Page –

::::::

# Hello from Belize



## MichaBees (Sep 26, 2010)

Bien venido a este foro!
Welcome to this forum!


----------



## Jpoindexter (Oct 22, 2010)

Africanized bees? Wow... Maybe you should re-queen them.


----------



## hpm08161947 (May 16, 2009)

Those guys down there know how to work those Africanized bees.


----------



## BoilerJim (Apr 15, 2011)

Welcome Thom. 

African bees. WOW! I hope you have a nice bee suit, gloves, vail, etc... LOL


----------



## AmericasBeekeeper (Jan 24, 2010)

Welcome, beautiful country!


----------



## heaflaw (Feb 26, 2007)

Welcome,
I'd like to know how you handle them.


----------



## Specialkayme (Sep 4, 2005)

Welcome to the site!


----------



## greif (Nov 9, 2010)

I want to move there... hate wisconsin winters


----------



## Thom Moran (May 10, 2011)

Well I'm from Racine, Milwaukee, Nashotah, Wisconsin and came here via Chicago. The winters are much better here.


----------



## Thom Moran (May 10, 2011)

Yes, I want to do that. Any advice?


----------



## hpm08161947 (May 16, 2009)

Thom Moran said:


> Yes, I want to do that. Any advice?


Are you referring to requeening? I have heard it takes persistance in the case of Africanized bees. I suppose you would want to make sure your new queens were purchased somewhere you could be sure they were't mated to africanized drones.


----------



## Thom Moran (May 10, 2011)

Very carefully. Actually I'm learning and fortunately there's an organization here, Friends for Conservation & Development, where I'm on the BOD and we're financing 15 farmers in the VACA Reserve to become honey producers. They're getting a lot of training and are helping me also. The last 2 weeks the bees have been extremely agressive so we're finding our bee outifits have to improved to stay sting free. We also have a co-op that helps us.


----------



## GameOn (Jun 30, 2008)

Welcome.
I have vacationed in Belize several times. We stay at Cayo Espanto resort and enjoy the excellent fishing and the local culture. Also some of the best, freshest fruit I have ever eaten.


----------



## Thom Moran (May 10, 2011)

Sounds good. We live in Benque Viejo in the Cayo District. If you're ever in the area, look me up. I work at Galen University.

Thom


----------

::::::

Stored rows –
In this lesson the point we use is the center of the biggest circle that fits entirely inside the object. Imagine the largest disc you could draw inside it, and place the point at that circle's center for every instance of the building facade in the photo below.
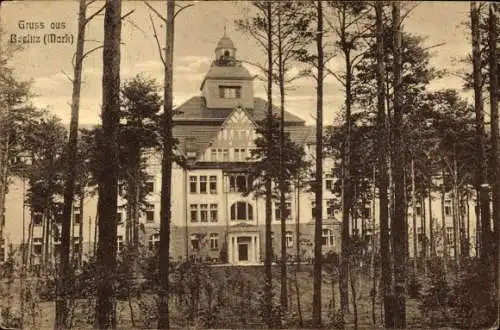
(212, 219)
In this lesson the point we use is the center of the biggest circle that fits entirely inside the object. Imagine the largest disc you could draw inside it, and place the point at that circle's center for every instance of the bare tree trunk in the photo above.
(64, 280)
(493, 74)
(108, 177)
(319, 171)
(373, 270)
(443, 228)
(80, 228)
(281, 74)
(399, 232)
(386, 277)
(432, 244)
(484, 200)
(414, 219)
(347, 195)
(166, 184)
(353, 292)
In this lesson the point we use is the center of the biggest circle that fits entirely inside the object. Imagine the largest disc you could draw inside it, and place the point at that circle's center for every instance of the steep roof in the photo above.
(234, 72)
(195, 110)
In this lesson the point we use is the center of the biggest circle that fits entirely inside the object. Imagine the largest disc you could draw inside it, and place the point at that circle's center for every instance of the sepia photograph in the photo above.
(275, 164)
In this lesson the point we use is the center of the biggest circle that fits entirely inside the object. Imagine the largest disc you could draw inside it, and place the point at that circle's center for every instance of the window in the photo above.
(241, 211)
(449, 235)
(204, 212)
(240, 154)
(195, 242)
(192, 184)
(329, 184)
(150, 213)
(213, 212)
(37, 245)
(119, 243)
(277, 211)
(214, 241)
(77, 218)
(238, 183)
(327, 237)
(420, 234)
(418, 210)
(154, 242)
(203, 184)
(289, 239)
(367, 212)
(76, 244)
(330, 208)
(447, 210)
(194, 212)
(230, 92)
(213, 184)
(37, 219)
(149, 187)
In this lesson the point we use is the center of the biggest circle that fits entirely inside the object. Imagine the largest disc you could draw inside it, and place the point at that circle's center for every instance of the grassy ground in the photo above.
(240, 302)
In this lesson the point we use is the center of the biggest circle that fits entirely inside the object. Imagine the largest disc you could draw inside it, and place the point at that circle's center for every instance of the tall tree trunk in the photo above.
(108, 176)
(166, 180)
(373, 270)
(454, 201)
(386, 276)
(64, 280)
(414, 219)
(80, 227)
(432, 244)
(268, 286)
(347, 196)
(399, 232)
(493, 74)
(423, 223)
(443, 228)
(486, 248)
(319, 171)
(281, 74)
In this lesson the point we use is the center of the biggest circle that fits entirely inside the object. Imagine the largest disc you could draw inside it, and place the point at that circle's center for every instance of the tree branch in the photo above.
(67, 76)
(94, 14)
(127, 14)
(156, 12)
(181, 8)
(157, 41)
(91, 51)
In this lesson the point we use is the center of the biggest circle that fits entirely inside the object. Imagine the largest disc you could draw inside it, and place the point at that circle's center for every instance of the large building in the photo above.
(211, 218)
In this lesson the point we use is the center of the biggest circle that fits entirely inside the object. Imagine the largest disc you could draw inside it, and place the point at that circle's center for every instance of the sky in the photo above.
(197, 31)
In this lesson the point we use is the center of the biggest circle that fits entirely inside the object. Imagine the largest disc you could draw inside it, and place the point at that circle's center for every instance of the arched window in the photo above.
(241, 211)
(327, 237)
(154, 242)
(289, 239)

::::::

Tasks to perform –
1. Reproduce everything in the Belize thread from "## greif (Nov" down to "much better here.".
2. Translate this sentence from the Belize thread into French: "We live in Benque Viejo in the Cayo District."

Answer set –
1.
## greif (Nov 9, 2010)

I want to move there... hate wisconsin winters


----------



## Thom Moran (May 10, 2011)

Well I'm from Racine, Milwaukee, Nashotah, Wisconsin and came here via Chicago. The winters are much better here.

2. Nous habitons à Benque Viejo, dans le district de Cayo.